══ PROVIDED MATERIAL

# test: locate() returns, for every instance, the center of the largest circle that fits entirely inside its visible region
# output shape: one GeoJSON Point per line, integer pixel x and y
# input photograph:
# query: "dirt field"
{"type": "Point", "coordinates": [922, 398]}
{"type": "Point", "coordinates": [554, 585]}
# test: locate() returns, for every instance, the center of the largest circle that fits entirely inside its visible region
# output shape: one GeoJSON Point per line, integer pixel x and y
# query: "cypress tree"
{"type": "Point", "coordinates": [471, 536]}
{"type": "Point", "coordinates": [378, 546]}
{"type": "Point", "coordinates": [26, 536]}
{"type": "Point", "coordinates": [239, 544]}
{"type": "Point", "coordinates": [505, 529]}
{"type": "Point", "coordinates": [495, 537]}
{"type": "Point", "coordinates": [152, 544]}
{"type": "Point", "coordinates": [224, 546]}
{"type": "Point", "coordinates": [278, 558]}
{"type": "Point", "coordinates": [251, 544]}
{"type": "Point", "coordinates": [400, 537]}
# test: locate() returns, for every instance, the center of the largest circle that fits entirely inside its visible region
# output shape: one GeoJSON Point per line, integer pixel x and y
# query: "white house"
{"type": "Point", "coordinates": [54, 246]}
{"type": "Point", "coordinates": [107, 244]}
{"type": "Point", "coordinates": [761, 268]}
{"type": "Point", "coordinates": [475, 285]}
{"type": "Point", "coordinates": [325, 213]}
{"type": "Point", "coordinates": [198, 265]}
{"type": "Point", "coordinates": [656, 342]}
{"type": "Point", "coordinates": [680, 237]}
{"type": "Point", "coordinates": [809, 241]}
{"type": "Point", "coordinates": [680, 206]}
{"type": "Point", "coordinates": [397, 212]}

════

» YOUR TASK:
Line by line, restate the data exactly.

» OUTPUT FOR THIS EXERCISE:
# test: locate() returns, for every instance, the center of the largest circle that fits entirely inside its visible region
# output shape: one GeoJSON Point per line, integer pixel x and y
# input photograph:
# query: "dirt field"
{"type": "Point", "coordinates": [922, 398]}
{"type": "Point", "coordinates": [554, 585]}
# test: locate() returns, for every instance, the center of the largest circle that fits entirely inside its visible region
# output shape: one GeoJSON Point per line, integer pixel x and y
# query: "cypress tree"
{"type": "Point", "coordinates": [471, 536]}
{"type": "Point", "coordinates": [378, 546]}
{"type": "Point", "coordinates": [26, 536]}
{"type": "Point", "coordinates": [239, 544]}
{"type": "Point", "coordinates": [505, 529]}
{"type": "Point", "coordinates": [495, 537]}
{"type": "Point", "coordinates": [152, 544]}
{"type": "Point", "coordinates": [224, 546]}
{"type": "Point", "coordinates": [278, 558]}
{"type": "Point", "coordinates": [251, 544]}
{"type": "Point", "coordinates": [400, 537]}
# test: locate() returns, for every instance, the center of the largest circle that fits entirely inside its visible region
# output shape: one GeoJSON Point per line, integer pixel x and y
# query: "white house"
{"type": "Point", "coordinates": [54, 246]}
{"type": "Point", "coordinates": [107, 244]}
{"type": "Point", "coordinates": [761, 268]}
{"type": "Point", "coordinates": [475, 285]}
{"type": "Point", "coordinates": [325, 213]}
{"type": "Point", "coordinates": [198, 265]}
{"type": "Point", "coordinates": [656, 342]}
{"type": "Point", "coordinates": [680, 237]}
{"type": "Point", "coordinates": [809, 241]}
{"type": "Point", "coordinates": [680, 206]}
{"type": "Point", "coordinates": [397, 212]}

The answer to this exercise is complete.